**The data**:
>>>>>
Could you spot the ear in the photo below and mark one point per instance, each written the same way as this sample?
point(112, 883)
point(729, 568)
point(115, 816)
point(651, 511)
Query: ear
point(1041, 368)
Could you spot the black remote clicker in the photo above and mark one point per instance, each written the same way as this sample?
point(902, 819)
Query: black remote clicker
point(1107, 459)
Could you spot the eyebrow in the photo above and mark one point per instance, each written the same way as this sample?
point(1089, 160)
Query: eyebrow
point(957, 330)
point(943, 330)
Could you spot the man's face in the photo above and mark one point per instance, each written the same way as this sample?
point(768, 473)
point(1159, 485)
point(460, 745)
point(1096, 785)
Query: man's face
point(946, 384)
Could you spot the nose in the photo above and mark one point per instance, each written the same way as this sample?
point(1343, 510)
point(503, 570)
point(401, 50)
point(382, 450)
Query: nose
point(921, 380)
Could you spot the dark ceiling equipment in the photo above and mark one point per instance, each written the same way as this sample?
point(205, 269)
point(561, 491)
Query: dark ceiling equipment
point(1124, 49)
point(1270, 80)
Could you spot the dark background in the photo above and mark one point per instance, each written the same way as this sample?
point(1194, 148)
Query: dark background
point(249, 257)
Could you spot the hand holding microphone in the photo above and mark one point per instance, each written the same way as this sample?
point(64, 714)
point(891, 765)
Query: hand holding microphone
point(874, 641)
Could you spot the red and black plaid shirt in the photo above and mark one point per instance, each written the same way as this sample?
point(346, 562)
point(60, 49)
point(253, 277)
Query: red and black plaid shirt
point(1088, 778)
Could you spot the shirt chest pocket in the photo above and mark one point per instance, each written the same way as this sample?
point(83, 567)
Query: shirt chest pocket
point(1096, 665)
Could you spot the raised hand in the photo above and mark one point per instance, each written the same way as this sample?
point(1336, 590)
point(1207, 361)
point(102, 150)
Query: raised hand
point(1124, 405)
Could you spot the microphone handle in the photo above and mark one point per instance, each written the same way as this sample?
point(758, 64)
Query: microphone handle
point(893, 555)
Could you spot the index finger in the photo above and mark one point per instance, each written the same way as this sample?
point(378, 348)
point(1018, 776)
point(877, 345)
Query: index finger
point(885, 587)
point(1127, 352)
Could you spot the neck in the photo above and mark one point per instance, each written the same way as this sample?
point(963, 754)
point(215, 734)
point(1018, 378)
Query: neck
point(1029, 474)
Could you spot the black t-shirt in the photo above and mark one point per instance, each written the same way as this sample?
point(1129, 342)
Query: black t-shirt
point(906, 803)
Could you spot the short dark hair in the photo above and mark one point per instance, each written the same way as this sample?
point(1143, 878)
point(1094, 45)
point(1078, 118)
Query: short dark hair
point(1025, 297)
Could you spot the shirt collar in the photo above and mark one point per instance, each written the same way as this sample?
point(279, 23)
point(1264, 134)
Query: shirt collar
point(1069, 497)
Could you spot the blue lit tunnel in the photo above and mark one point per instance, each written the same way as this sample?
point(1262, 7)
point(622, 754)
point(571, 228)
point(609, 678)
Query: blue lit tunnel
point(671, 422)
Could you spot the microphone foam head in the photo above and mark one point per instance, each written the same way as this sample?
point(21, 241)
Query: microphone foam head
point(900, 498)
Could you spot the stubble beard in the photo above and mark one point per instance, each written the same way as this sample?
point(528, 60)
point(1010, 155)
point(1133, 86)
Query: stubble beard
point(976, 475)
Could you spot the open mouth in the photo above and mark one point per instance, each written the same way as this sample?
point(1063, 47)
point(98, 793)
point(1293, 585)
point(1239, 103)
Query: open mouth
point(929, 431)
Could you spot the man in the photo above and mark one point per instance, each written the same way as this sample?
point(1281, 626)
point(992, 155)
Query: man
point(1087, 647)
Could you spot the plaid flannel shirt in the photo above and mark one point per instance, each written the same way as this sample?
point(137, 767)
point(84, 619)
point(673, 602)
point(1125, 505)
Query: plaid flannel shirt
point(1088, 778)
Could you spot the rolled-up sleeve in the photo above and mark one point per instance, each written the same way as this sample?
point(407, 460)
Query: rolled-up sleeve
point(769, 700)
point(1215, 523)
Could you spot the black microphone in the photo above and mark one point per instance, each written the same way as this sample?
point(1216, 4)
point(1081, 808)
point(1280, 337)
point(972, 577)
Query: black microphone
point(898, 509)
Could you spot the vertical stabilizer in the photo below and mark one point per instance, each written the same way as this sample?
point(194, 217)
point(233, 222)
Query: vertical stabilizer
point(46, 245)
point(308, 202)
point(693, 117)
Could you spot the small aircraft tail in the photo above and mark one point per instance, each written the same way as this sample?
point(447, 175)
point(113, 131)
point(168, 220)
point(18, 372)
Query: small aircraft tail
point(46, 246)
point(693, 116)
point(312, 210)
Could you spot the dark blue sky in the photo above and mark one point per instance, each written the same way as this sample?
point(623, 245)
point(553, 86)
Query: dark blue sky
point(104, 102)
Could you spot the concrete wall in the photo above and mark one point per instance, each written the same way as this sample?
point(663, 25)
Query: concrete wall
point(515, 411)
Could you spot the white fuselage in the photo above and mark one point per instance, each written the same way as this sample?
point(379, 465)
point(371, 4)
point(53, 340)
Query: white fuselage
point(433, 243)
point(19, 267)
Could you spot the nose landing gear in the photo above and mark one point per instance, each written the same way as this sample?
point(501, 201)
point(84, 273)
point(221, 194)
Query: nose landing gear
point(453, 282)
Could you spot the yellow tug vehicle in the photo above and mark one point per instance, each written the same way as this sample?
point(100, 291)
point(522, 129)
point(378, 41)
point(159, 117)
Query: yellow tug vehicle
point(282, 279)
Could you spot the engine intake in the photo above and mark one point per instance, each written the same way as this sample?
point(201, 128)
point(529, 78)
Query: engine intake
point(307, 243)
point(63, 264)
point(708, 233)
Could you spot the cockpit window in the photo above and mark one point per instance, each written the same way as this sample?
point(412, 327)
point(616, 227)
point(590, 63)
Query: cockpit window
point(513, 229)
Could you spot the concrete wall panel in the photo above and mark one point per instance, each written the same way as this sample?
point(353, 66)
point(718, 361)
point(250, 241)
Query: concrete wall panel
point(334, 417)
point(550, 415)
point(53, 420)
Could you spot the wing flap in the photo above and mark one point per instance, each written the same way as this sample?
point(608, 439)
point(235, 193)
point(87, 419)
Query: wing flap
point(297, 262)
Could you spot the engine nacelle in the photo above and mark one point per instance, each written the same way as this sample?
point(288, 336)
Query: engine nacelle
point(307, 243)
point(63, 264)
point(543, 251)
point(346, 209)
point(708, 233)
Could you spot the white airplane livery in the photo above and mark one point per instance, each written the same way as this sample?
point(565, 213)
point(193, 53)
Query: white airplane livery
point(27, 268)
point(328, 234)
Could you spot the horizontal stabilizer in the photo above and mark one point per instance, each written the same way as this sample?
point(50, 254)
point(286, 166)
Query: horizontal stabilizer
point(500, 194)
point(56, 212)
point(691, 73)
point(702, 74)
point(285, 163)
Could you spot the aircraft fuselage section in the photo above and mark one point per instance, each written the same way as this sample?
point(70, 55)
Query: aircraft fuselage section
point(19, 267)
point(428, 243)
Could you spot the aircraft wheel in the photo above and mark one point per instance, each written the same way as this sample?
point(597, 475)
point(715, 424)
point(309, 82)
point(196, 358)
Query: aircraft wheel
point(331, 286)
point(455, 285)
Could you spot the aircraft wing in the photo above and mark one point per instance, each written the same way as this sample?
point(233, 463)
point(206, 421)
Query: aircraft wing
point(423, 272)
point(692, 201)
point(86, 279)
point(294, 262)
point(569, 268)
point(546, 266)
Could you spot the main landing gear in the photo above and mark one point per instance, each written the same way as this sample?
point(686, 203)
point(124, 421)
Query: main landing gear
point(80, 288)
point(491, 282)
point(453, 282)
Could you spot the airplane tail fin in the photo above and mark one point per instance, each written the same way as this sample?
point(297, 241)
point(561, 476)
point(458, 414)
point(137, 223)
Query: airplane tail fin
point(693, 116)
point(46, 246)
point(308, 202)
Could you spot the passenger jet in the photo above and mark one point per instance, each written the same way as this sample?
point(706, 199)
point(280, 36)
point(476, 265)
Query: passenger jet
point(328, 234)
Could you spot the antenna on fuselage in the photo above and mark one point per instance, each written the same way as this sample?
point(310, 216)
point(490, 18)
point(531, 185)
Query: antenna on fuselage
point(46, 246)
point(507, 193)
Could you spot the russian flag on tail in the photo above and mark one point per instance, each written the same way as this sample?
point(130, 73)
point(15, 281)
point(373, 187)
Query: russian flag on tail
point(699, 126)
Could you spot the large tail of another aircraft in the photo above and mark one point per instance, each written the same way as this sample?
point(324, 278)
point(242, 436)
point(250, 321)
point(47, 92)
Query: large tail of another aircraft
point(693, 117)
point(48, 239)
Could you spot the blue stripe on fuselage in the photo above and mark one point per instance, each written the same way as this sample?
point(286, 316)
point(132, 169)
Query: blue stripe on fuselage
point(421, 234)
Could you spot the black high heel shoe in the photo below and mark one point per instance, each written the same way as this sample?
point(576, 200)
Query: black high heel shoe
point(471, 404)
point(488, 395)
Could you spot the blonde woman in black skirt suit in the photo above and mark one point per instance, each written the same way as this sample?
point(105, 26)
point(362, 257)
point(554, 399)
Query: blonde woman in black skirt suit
<<<<<
**The problem**:
Please repeat everything from the start of the records above down to the line containing "point(921, 380)", word for word and including that line.

**Written solution**:
Could you spot the ear in the photo below and mark one point per instance, each written the same way as this sample?
point(112, 883)
point(729, 568)
point(115, 816)
point(651, 511)
Query: ear
point(1041, 368)
Could you spot the black remote clicker in the photo above and mark one point per instance, each written the same way as this sample?
point(902, 819)
Query: black remote clicker
point(1107, 459)
Could you spot the eyebrow in the photo above and mark one point per instance, each written the same way as this sample?
point(1089, 160)
Query: eyebrow
point(957, 330)
point(943, 330)
Could you spot the man's face in the photo above and mark one point per instance, each written the same way as this sample?
point(768, 473)
point(1159, 485)
point(460, 745)
point(1096, 785)
Query: man's face
point(946, 384)
Could you spot the nose in the photo above and mark one point per instance, each written the same way as this sample?
point(1343, 510)
point(503, 570)
point(401, 50)
point(382, 450)
Query: nose
point(921, 380)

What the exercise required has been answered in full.